## Quoted passage

------------------------------

Re: [opensuse] software RAID vs BIOS RAID

15 Sep 2011

      On 9/15/2011 6:08 AM, James Knott wrote:
...
Per Jessen wrote:
...
John Andersen wrote:
...
At one time there was a problem having /boot on raid, and its been a
while since I had to reconfigure a fresh box, so I don't know if this
is still the case.
With lilo it works fine, but I don't know about grub.
It doesn't work with grub. With RAID and also LVM, /boot has to be on a
regular partition. I recently set up a server with four 1 TB drives,
with LVM on RAID 4. I created a 2 GB partition to hold /boot and used
the other 3 2 GB partitions for swap. Everything else is in the LVM on
RAID. That system will soon also have the data backed up to another
computer in a different country.
It works fine, it just has to be raid1.

I usually don't actually do this any more simply because it's not worth 
the fuss, but just for reference, it's perfectly doable and works fine.
In a few cases where for whatever reason I can't install a usb thumb 
drive to boot from I do still do this.

* You make a small boot partition on one drive,
* fdisk type "fd" linux raid autodetect,
* mark it bootable,
* clone the partition table to all other drives,
* create a raid1 array using all the partition-1's,
* put /boot on that array in yast,

And you're pretty much done. When the bios boots, it picks one of the 
drives, boots grub from that drives mbr or from that drives bootable 
partition, grub reads it's files just fine from whatever drive the bios 
happened to pick as the boot drive, grub does not know or car that the 
filesystem it's reading is normally a member of a raid1 array. At boot 
time it's just a plain filesystem on a plain partition. The important 
factors are:

* The mdadm raid metadata does not modify the individual filesystems 
that it's maintaining copies of. Each copy is still a valid 
free-standing filesystem as if it were never part of an array. This is 
not necessarily true for other raid implementations but it is true for 
linux mdraid. This means that when the bios boots grub or other boot 
loader, the bootloader does not have to include a raid driver to read 
the partition or the filesystem, it can read any individual raid1 volume 
as a plain filesystem on a plain partition on a plain disk.

* The bootloader in most cases is purely read-only. It does not modify 
one byte of the data in the raid volume it's reading, and so a few 
seconds later when the kernel loads up and starts looking around for 
raid arrays to assemble, all the volumes of the raid1 array are still 
consistent. The raid1 array assembles just fine every time. Once the 
kernel has done that all further writes until power-off are written to 
the array not any single drive so no problem. (assuming the OS 
bootloader manager tools are configured correctly to write to /dev/md0 
not /dev/sd* as per my other post)

------------------------------

## Stated goal
Continue the forum post on booting from a RAID1 /boot partition, starting right after its last sentence.

## Supplied material
------------------------------

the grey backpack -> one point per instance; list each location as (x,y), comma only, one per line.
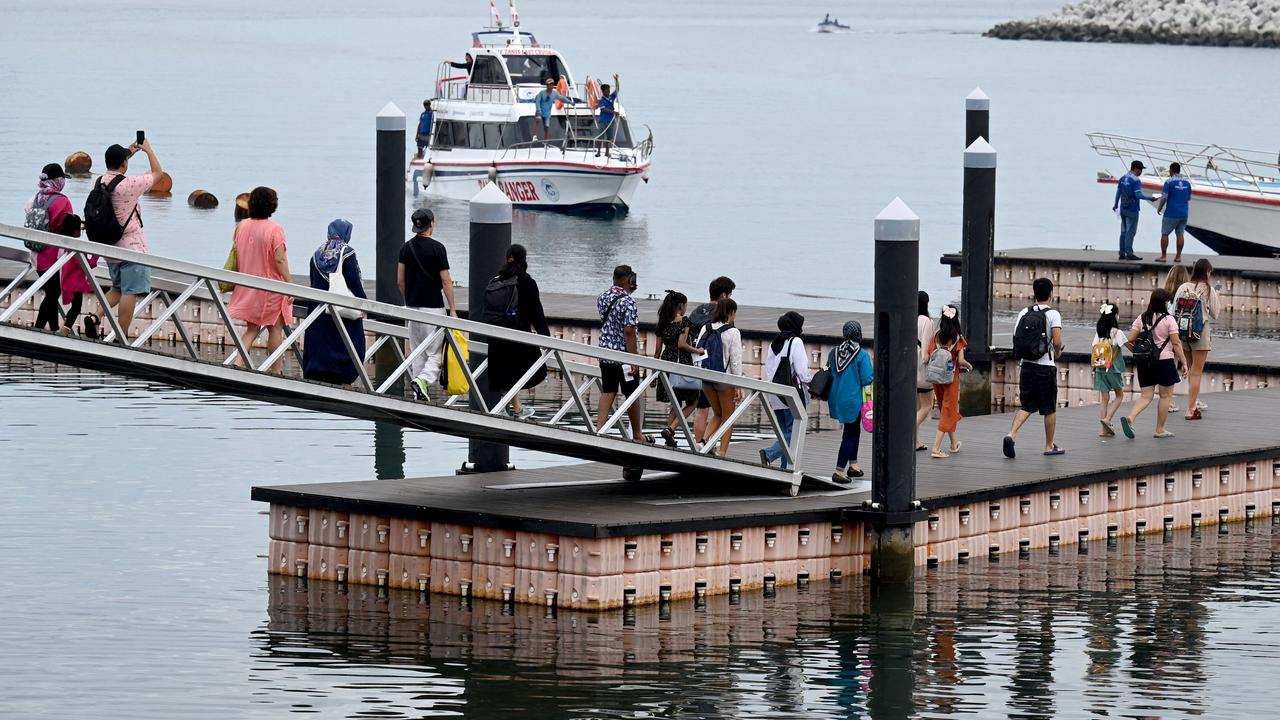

------------------------------

## Exercise result
Some actual commands for an example 8-drive box:

Start a fresh install and either switch to another screen for a normal 
local console install, or for a remote text mode install, use ssh and 
don't start yast in the first place when you first log in. Either way, 
get to a shell after the install environment is loaded up but before 
yast has gone past the first screen or two.

Use fdisk or sfdisk or parted to partition one drive /dev/sda with say a 
512M or 1G /boot partition. You can't grow this later and you may end up 
needing to store several different versions of kernels and accompanying 
large initrd's, not to mention various other possible boot files like 
maybe a knoppix or puppy linux whole system in ram image, and you don't 
want kernel updates to fail in a couple years because it's out of room. 
You may want to make /boot even say 5G. But definitely 512M at least 
just to allow normal room for kernels and initrd's if you ever turn on 
multiple versions for testing kotd etc.
And one big everything-else partition. Knock yourself out making more 
partitions if you want for /home /var swap etc... that would just point 
out even more why not to do this part manually in yast during install.
Mark the /boot one active (bootable), mark them both type "fd" linux 
raid autodetect, not type 83 linux.

Then clone sda to sdb:
# sfdisk -d /dev/sda |sfdisk /dev/sdb

Then use the shell history to repeat the command for the rest of the 
drives. Up-arrow, edit last character, enter, repeat 6 times, bang bang 
bang done.
# sfdisk -d /dev/sda |sfdisk /dev/sdc
# sfdisk -d /dev/sda |sfdisk /dev/sdd
# sfdisk -d /dev/sda |sfdisk /dev/sde
# sfdisk -d /dev/sda |sfdisk /dev/sdf
# sfdisk -d /dev/sda |sfdisk /dev/sdg
# sfdisk -d /dev/sda |sfdisk /dev/sdh

This is for MSDOS partition tables which are still the norm.
Unfortunately last time I looked (not too recently) there was no equally 
efficient way to clone GUID partition tables with parted or anything else.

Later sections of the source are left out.